-------- RECORDS FOR THIS EXERCISE --------

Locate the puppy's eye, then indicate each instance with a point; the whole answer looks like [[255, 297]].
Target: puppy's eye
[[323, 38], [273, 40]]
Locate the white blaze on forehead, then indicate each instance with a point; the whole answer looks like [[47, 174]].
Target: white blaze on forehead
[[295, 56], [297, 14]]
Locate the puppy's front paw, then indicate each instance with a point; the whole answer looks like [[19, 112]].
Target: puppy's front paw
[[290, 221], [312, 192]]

--------
-------- RECORDS FOR THIS EXERCISE --------

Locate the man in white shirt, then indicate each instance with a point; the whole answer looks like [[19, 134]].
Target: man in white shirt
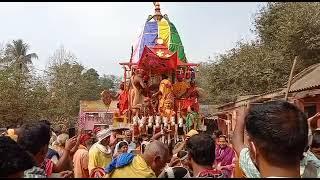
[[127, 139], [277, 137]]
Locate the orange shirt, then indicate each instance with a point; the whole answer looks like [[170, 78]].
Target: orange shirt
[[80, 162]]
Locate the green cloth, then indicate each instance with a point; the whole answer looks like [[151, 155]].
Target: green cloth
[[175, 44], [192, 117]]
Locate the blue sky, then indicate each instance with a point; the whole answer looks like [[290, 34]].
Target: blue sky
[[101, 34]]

--------

Find each line in the items above that contains the word "Locate" and copy those lines out. Treat uppercase and lowercase as different.

WRITTEN SOLUTION:
Locate the puppy's eye, then indicate each instance with a point; the whole answer looks like [[255, 297]].
Locate the white blaze on forehead, then indicate each instance with a point; the whole answer looks like [[47, 174]].
Locate the puppy's front paw, then indicate each instance with a point; the whole answer looks like [[19, 112]].
Locate the man in white shirt, then indicate each instance with a point; the whole answer looks like [[19, 134]].
Locate the orange shirt, then indicate each instance with a point; the whole answer looks like [[170, 78]].
Locate the green cloth, then indicate each instance with a point; the whole answer looks like [[151, 155]].
Locate the blue sky, then indicate each instance with a point; the whole answer looks like [[290, 34]].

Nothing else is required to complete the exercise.